Dataset entries
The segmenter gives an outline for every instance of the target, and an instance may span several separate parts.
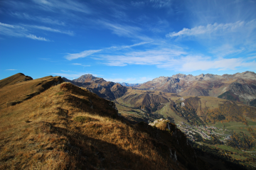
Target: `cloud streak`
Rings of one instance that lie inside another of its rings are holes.
[[[84,4],[70,0],[33,0],[39,5],[42,9],[53,12],[60,10],[68,10],[85,13],[91,13],[92,11]]]
[[[67,34],[67,35],[74,35],[74,33],[72,31],[63,31],[63,30],[57,30],[57,29],[53,29],[53,28],[49,28],[49,27],[45,27],[45,26],[29,26],[29,25],[24,25],[24,26],[27,26],[27,27],[29,27],[29,28],[36,28],[36,29],[44,30],[47,30],[47,31],[58,33],[63,33],[63,34]]]
[[[60,21],[58,20],[53,20],[49,18],[43,18],[41,16],[32,16],[26,13],[15,12],[15,13],[11,13],[10,15],[22,19],[32,20],[38,22],[42,22],[50,24],[65,26],[65,23],[63,21]]]
[[[79,53],[68,54],[68,55],[65,56],[64,57],[68,60],[73,60],[78,59],[78,58],[84,58],[84,57],[86,57],[94,53],[99,52],[101,52],[103,50],[120,50],[122,49],[129,48],[129,47],[138,46],[138,45],[142,45],[148,44],[150,42],[142,42],[131,45],[123,45],[123,46],[120,46],[120,47],[112,46],[110,47],[106,47],[106,48],[102,48],[102,49],[100,49],[100,50],[85,50],[85,51],[79,52]]]
[[[159,64],[158,67],[180,72],[194,72],[198,70],[235,70],[240,67],[255,68],[255,61],[248,61],[247,58],[230,58],[213,60],[210,57],[188,55],[174,62]]]
[[[45,38],[38,37],[35,35],[29,33],[28,30],[23,27],[14,26],[6,23],[0,23],[0,34],[14,36],[14,37],[25,37],[33,40],[49,41]]]
[[[252,20],[247,23],[245,23],[245,21],[238,21],[235,23],[225,24],[215,23],[214,24],[208,24],[206,26],[200,26],[194,27],[191,29],[184,28],[182,30],[170,33],[166,36],[168,38],[186,37],[198,36],[211,33],[215,33],[216,35],[218,35],[218,34],[222,35],[223,33],[235,33],[241,30],[241,29],[243,28],[250,30],[256,28],[256,21]]]

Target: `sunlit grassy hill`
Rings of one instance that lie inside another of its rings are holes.
[[[113,102],[60,81],[48,76],[1,89],[9,96],[0,98],[0,169],[216,169],[175,125],[132,125]]]

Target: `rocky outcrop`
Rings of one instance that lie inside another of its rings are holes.
[[[85,74],[74,80],[64,77],[63,80],[78,86],[85,87],[100,97],[110,101],[121,97],[127,91],[127,88],[119,84],[106,81],[102,78],[95,77],[92,74]]]
[[[129,83],[119,83],[123,86],[132,86],[132,87],[137,87],[140,85],[140,84],[129,84]]]
[[[6,79],[0,80],[0,88],[14,85],[26,81],[33,80],[32,77],[25,76],[23,73],[18,73]]]
[[[88,74],[82,75],[76,79],[73,79],[73,81],[79,82],[79,83],[95,82],[95,83],[100,84],[106,81],[102,78],[96,77],[92,76],[92,74]]]

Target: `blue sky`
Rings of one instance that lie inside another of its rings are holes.
[[[256,1],[1,0],[0,79],[256,71]]]

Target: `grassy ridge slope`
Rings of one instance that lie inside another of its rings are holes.
[[[53,85],[0,108],[1,169],[215,169],[174,125],[132,125],[113,102],[70,83]]]

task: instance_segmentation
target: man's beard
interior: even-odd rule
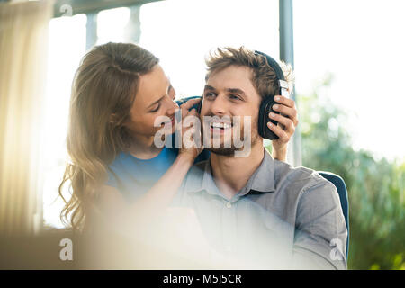
[[[232,132],[232,136],[234,136],[233,132]],[[225,147],[226,145],[224,143],[221,143],[220,147],[217,147],[217,148],[205,147],[204,148],[207,149],[208,151],[210,151],[212,153],[214,153],[214,154],[217,154],[217,155],[234,157],[235,156],[235,152],[237,152],[237,151],[243,151],[244,148],[245,148],[245,145],[247,144],[246,143],[247,140],[245,140],[245,127],[242,128],[242,130],[240,131],[239,136],[240,136],[239,140],[241,142],[243,142],[243,146],[242,147],[239,147],[239,148],[236,147],[234,145],[233,139],[231,138],[230,139],[230,143],[228,143],[228,145],[227,145],[228,147]],[[250,140],[248,139],[248,140],[250,140],[249,141],[250,143],[248,143],[248,145],[249,145],[250,148],[252,148],[253,146],[255,146],[258,142],[259,135],[258,135],[258,127],[257,127],[257,121],[256,120],[253,122],[252,129],[250,130],[250,135],[248,138],[250,138]],[[213,140],[212,138],[211,139],[211,146],[213,146],[213,142],[214,141],[213,141]]]

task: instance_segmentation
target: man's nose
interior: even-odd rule
[[[227,111],[225,96],[217,95],[215,99],[211,102],[210,110],[214,115],[224,115]]]

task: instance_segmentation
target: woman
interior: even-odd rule
[[[166,116],[174,123],[179,108],[174,100],[158,58],[137,45],[108,43],[84,57],[70,100],[71,163],[59,186],[62,196],[64,184],[71,183],[72,197],[61,216],[73,230],[83,230],[85,223],[90,229],[97,212],[112,222],[140,227],[170,204],[202,150],[155,146],[155,134],[166,124],[155,127],[155,120]],[[197,115],[189,109],[199,101],[181,105],[183,118]],[[285,114],[296,125],[293,104]],[[274,131],[280,140],[274,141],[273,155],[284,160],[293,130]]]

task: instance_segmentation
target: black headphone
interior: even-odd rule
[[[259,108],[258,126],[257,126],[258,133],[261,137],[263,137],[265,139],[268,139],[270,140],[275,140],[278,139],[278,136],[275,135],[270,130],[270,128],[267,127],[267,122],[271,122],[273,124],[277,125],[277,122],[274,121],[273,119],[270,119],[268,117],[268,114],[270,112],[274,112],[274,113],[277,113],[277,114],[280,113],[280,112],[273,110],[273,105],[274,104],[276,104],[274,102],[274,97],[276,94],[283,95],[283,96],[288,96],[289,95],[288,83],[285,81],[284,74],[283,73],[282,68],[280,68],[278,63],[273,58],[271,58],[267,54],[265,54],[260,51],[255,50],[255,54],[261,55],[266,58],[267,64],[274,71],[275,76],[276,76],[278,84],[279,84],[278,89],[275,91],[275,94],[266,95],[264,97],[264,99],[262,100],[262,103],[260,104],[260,108]],[[197,112],[199,113],[201,112],[201,107],[202,106],[202,99],[203,99],[203,96],[202,97],[200,103],[198,104]]]

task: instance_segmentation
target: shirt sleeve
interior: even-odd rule
[[[295,268],[347,269],[347,230],[333,184],[320,181],[304,189],[298,202],[296,218]]]

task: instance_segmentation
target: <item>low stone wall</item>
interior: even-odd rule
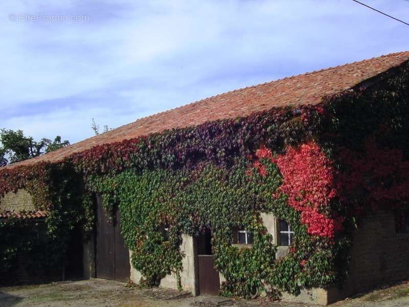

What you will do
Count the lines of the data above that contain the word "grassy" and reply with the number alone.

Task response
2